(Referring expression data)
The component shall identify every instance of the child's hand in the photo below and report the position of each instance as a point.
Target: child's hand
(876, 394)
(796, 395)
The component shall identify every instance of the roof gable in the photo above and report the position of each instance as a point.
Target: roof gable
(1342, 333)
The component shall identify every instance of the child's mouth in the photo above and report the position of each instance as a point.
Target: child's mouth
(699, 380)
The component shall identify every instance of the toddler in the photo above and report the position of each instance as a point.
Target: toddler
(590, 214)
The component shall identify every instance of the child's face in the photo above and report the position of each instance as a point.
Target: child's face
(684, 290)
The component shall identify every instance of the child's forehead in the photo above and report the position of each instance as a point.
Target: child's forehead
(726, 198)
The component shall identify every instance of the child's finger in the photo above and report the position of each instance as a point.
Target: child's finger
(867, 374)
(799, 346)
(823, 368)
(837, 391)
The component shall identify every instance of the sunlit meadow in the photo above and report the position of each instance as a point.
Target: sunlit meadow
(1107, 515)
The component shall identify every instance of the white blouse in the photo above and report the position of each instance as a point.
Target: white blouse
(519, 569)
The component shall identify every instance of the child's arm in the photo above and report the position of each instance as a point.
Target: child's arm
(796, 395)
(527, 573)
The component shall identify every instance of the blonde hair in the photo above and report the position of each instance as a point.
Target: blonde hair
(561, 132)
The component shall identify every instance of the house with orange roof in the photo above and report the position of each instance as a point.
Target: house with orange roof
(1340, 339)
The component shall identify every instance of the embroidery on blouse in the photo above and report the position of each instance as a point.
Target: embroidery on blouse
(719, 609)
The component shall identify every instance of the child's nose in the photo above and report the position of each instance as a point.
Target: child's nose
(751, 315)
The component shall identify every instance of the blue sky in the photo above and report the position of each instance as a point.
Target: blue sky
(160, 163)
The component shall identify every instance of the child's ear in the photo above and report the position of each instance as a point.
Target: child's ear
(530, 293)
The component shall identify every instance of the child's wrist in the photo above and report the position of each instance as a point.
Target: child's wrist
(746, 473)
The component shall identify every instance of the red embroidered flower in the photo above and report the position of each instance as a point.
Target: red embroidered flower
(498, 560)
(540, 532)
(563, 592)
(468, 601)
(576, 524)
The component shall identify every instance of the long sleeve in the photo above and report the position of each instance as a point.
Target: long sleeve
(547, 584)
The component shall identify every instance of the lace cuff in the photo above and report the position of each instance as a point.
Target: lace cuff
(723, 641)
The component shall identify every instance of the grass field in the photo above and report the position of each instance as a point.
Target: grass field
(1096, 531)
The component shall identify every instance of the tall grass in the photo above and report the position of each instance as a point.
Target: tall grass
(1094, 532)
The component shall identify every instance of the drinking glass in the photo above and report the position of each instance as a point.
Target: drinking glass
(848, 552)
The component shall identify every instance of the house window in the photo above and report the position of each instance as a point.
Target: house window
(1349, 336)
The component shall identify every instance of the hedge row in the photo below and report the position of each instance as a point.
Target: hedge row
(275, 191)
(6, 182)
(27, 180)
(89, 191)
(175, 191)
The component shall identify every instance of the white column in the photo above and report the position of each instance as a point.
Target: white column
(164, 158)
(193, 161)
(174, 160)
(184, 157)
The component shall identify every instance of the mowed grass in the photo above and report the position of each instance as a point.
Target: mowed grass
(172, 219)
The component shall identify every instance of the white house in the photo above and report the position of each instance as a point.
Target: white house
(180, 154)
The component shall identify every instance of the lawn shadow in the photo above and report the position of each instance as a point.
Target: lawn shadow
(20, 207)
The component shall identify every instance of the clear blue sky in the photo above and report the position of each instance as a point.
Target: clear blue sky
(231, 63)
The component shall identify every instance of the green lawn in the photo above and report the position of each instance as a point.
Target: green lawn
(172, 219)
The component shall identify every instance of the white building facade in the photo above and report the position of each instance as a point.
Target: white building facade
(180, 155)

• **Task objective**
Please write out all of the records above, character for character.

• **Response to the exercise**
The component shall identify every instance of the child's hand in the photo below and report the position of each instance as a point.
Target: child's hand
(876, 394)
(796, 395)
The component shall identify every instance of the roof gable in the photo above and report the position of each instance as a point.
Target: roof gable
(1342, 333)
The component shall identify every instance of the child's mouth in the photo above and report the position of each instance as a point.
Target: child's mouth
(699, 380)
The component shall identify every instance of the toddler in the photo above and report the position of each instance as a point.
Target: toddler
(590, 214)
The component shall identify every instance of the child's face in the photo above and report the position of each instance as a point.
Target: child's face
(684, 290)
The component shall identify every instance of the child's forehead in the photo above and report the position of each instance as a point.
Target: child's forehead
(726, 198)
The component shall identify every instance of the child's finger in the photo above and report the position of each instance as a point.
Target: child's finger
(867, 374)
(799, 346)
(823, 368)
(837, 391)
The component shall identify every instance of the sunlit meadow in the photo above and report the position of each instance as a point.
Target: sunlit meadow
(1107, 515)
The component shall identify every instance of the white blouse in the photo above and report the position of each instance as a point.
Target: white blouse
(519, 569)
The component shall identify every instance of the child's arm in the photo above and report the position of each instance as a point.
Target: child's arm
(796, 395)
(527, 573)
The component shall identify every instance of the blonde hair in the photo above and report the position of each instance as a point.
Target: blonde hair
(561, 132)
The component shall identify every instance of the house with orange roof in the photo above and report the position of each instance as a point.
Target: house with orange roof
(1340, 339)
The component shall identify every instance of the embroidery on blouse in the photo above and report the position of each instance as a point.
Target: embroidery on blouse
(719, 609)
The component shall identify every instance of the child's nose in the photo above and report the position of each instance as a point.
Target: child's nose
(751, 315)
The component shall identify every instance of the blue sky in the photo above and report the position of each instance as a point.
Target: blue sky
(160, 163)
The component shall identify every instance of the child's ear in the photo above and report the position of each instance as a point.
Target: child's ear
(530, 293)
The component shall identify every instance of the child's wrist in the photo above and report the position of each instance as a point.
Target: child's wrist
(746, 473)
The component shall identify every instance of the red embroidered flower in the photo above and report the position of each instance as a point.
Target: red embroidered flower
(498, 560)
(540, 532)
(563, 592)
(468, 601)
(576, 524)
The component shall identify every instance of the long sleeve in the photo above and report the position of each instance as a point.
Target: long sleeve
(547, 584)
The component shall identify every instance of the lace cuff in the photo above and report the position of each instance as a point.
Target: lace cuff
(723, 641)
The component shall identify every instance of the grass field in the photo above and report the position of each instance as a point.
Target: grass field
(1096, 531)
The component shall identify every instance of the tall grass in the photo above and report the position of each instance as a point.
Target: tall grass
(1094, 532)
The component shall identify every instance of the drinking glass in the photo above and report the position of each instance as a point.
Target: drinking glass
(848, 552)
The component shall identify every instance of the house window in the photo above and report the position of each instance as a point.
Target: house window
(1349, 336)
The component shall identify every instance of the hedge row in the photo below and report the position of each instance as a point.
Target: hedge row
(275, 191)
(6, 182)
(27, 180)
(89, 191)
(175, 191)
The component shall identify every instance of the white column in the photo above and report the position of each instance as a point.
Target: white column
(164, 158)
(193, 161)
(174, 160)
(184, 157)
The component shall identify every instance of the mowed grass in the photo above and report the position of each instance as a point.
Target: mowed grass
(172, 219)
The component shall identify every instance of the white house in the photo above and report the position of each instance as a point.
Target: white house
(180, 154)
The component shall identify every instance of the lawn shadow in the photo above and report the position of each instance as a point.
Target: lawn shadow
(20, 207)
The component shall identify every instance of the clear blue sky in the photo above and report the position of each instance as a point.
Target: clear blue sky
(231, 63)
The component shall identify every instance of the green lawn in the photo above and report the position of each instance as a point.
Target: green lawn
(172, 219)
The component shall identify every instance of the white building facade in the photo above and report the position of each instance as a point.
Target: white building facade
(180, 155)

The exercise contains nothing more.